* Exercise instructions
Quote only the lines from the top of the listing below down to and including the line with "x=190, y=150".

* Input

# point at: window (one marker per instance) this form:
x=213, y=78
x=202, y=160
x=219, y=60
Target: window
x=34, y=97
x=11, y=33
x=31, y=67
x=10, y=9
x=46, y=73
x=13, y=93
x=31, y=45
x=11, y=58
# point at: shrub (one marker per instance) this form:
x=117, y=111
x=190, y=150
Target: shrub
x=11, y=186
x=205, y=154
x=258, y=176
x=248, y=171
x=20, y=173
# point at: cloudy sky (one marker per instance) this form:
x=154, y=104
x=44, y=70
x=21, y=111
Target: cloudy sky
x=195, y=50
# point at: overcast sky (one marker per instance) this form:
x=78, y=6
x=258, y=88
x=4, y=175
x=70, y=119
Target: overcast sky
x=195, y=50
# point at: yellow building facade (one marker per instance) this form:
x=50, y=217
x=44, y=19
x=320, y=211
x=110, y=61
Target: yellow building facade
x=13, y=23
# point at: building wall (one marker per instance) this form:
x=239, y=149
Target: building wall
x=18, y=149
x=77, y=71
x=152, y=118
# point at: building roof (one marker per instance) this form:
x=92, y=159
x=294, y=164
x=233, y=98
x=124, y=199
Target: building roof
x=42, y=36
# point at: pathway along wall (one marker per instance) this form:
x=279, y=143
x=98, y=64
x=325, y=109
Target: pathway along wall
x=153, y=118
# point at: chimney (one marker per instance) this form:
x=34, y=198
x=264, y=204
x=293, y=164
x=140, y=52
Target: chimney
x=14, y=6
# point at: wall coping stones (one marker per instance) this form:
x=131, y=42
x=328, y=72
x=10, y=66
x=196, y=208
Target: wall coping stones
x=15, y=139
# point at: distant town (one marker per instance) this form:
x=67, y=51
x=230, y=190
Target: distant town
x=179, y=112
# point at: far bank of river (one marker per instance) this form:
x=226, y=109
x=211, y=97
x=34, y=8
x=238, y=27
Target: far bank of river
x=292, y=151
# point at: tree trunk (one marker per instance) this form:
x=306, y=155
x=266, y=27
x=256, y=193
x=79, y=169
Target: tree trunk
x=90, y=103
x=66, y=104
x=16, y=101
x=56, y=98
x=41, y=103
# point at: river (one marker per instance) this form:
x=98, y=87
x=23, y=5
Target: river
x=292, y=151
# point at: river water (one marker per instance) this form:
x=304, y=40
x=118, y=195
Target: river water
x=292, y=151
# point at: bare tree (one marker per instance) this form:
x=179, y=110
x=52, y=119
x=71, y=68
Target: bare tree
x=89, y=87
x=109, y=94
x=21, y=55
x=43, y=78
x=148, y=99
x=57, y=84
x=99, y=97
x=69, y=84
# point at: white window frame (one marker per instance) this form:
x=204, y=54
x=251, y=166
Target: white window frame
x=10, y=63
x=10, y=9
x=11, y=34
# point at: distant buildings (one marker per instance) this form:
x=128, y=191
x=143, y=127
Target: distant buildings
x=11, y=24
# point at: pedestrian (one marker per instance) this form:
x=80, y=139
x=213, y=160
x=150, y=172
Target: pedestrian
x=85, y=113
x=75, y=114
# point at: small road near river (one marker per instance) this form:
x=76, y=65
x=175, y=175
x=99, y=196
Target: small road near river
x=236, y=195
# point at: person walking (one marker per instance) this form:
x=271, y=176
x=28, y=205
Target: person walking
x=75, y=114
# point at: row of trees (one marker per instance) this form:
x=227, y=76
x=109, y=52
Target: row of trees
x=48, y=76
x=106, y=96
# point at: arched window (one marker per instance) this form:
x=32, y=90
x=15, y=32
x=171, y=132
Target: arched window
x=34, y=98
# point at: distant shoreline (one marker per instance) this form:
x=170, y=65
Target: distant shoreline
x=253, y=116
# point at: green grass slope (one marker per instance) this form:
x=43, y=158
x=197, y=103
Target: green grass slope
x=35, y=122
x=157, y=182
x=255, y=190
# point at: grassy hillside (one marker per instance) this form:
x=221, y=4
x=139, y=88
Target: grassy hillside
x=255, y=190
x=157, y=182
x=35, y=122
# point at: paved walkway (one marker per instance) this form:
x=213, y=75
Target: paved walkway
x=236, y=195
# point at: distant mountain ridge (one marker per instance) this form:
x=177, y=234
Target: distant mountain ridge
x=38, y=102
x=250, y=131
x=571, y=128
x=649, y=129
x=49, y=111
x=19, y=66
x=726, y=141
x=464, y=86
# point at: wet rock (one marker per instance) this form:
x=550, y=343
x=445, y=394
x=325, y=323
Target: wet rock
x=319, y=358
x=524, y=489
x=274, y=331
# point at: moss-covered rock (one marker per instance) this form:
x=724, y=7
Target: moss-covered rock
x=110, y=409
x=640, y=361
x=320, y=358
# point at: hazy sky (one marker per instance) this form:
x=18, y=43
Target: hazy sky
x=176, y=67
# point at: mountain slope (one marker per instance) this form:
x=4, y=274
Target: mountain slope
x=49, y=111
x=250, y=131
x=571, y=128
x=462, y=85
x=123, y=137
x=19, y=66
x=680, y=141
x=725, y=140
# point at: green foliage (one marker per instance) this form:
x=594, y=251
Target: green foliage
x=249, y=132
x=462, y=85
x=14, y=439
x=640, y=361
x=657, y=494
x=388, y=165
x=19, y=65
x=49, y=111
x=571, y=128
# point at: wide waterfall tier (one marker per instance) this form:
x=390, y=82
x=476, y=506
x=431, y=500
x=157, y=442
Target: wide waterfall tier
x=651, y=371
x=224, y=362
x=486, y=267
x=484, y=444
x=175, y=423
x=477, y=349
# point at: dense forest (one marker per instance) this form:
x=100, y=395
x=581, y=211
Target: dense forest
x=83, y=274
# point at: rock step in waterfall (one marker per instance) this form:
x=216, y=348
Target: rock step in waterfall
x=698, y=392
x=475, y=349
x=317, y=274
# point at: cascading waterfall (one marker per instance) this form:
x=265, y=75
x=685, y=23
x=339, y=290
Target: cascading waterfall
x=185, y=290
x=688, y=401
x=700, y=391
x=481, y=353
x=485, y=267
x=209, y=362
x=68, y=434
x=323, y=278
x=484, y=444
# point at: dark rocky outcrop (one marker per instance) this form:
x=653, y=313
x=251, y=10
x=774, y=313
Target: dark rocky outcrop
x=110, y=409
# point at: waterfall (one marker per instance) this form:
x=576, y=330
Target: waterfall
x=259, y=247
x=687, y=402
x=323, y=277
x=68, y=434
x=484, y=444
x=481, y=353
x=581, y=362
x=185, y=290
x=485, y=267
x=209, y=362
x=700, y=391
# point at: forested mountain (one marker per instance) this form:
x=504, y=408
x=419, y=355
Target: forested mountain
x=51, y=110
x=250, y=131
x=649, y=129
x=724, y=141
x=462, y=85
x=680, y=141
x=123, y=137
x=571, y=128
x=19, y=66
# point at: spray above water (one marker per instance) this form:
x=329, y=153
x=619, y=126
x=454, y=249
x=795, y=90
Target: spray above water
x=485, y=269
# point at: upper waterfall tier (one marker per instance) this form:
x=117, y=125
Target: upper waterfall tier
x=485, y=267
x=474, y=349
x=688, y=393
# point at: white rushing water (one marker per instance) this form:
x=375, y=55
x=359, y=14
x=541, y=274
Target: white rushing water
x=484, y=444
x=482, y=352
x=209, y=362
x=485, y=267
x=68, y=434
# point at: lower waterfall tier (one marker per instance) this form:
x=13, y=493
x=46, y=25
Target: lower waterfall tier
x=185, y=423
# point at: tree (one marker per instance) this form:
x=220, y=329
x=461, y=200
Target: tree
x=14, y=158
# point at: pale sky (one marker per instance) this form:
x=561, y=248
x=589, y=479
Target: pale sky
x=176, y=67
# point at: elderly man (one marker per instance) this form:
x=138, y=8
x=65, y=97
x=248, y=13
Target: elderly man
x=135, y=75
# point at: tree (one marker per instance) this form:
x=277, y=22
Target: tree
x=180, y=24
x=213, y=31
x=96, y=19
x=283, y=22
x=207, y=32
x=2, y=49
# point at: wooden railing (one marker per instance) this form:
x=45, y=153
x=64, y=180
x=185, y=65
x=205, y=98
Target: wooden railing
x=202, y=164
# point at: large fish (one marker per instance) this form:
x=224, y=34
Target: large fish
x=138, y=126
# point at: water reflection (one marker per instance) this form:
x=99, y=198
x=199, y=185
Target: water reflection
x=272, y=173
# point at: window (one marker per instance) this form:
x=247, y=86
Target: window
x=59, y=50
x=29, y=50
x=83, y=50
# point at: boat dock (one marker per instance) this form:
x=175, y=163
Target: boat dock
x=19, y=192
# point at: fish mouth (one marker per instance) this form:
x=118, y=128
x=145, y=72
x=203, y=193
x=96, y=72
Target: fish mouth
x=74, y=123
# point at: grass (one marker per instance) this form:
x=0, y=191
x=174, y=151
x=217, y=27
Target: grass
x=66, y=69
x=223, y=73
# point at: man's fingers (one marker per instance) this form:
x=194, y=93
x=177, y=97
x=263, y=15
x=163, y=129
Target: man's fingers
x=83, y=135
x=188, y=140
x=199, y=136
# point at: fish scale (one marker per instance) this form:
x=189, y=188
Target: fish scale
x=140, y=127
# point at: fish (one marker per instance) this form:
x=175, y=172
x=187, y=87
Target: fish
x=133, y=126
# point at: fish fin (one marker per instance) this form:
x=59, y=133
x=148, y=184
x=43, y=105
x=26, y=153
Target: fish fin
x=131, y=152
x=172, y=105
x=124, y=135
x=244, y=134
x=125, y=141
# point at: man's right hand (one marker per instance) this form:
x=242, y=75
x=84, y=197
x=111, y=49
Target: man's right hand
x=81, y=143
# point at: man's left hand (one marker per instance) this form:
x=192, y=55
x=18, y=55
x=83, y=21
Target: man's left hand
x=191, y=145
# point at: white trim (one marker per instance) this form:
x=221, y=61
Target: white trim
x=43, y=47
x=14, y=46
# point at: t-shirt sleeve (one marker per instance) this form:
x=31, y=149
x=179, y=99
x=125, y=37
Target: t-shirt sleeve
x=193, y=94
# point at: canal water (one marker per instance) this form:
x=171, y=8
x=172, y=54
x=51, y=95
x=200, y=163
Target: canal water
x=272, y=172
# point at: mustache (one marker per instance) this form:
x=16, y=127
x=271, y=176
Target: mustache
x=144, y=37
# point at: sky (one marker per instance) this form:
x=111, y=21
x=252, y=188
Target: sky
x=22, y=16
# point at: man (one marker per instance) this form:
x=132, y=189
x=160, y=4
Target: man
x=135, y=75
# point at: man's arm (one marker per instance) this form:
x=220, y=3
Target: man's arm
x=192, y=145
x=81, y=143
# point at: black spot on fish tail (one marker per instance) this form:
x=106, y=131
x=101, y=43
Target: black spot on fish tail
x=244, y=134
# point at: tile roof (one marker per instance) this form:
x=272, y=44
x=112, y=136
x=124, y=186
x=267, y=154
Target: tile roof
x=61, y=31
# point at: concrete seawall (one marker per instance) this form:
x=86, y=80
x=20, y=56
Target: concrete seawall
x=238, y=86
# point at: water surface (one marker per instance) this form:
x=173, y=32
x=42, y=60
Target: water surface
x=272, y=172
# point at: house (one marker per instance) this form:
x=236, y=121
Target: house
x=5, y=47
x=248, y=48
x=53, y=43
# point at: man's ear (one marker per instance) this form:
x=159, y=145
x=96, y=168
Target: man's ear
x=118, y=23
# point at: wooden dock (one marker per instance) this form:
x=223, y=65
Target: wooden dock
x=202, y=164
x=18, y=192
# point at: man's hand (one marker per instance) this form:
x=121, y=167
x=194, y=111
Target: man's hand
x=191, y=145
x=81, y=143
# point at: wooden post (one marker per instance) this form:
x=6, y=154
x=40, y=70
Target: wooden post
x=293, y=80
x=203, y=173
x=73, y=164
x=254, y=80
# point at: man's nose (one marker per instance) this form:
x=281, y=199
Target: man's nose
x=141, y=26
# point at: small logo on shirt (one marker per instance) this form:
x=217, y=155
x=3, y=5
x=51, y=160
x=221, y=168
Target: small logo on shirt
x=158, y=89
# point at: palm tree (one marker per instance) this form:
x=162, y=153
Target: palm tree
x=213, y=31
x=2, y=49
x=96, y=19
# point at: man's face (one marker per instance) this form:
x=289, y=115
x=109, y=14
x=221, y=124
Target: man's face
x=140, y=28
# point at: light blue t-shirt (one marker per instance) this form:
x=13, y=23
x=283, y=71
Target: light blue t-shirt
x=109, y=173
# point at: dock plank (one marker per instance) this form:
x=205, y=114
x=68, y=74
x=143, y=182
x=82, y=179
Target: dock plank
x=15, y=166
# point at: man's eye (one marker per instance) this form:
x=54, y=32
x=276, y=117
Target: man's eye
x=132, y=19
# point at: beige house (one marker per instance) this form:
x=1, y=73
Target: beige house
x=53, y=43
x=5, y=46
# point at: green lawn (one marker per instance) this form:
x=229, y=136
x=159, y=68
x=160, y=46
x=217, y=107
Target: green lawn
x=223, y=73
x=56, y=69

* Response box
# point at: window (one marker per instance) this form:
x=213, y=78
x=202, y=160
x=219, y=60
Target: window
x=34, y=97
x=11, y=33
x=31, y=67
x=10, y=9
x=46, y=73
x=13, y=93
x=31, y=45
x=11, y=58
# point at: shrub (one marker per instance) this form:
x=117, y=111
x=190, y=150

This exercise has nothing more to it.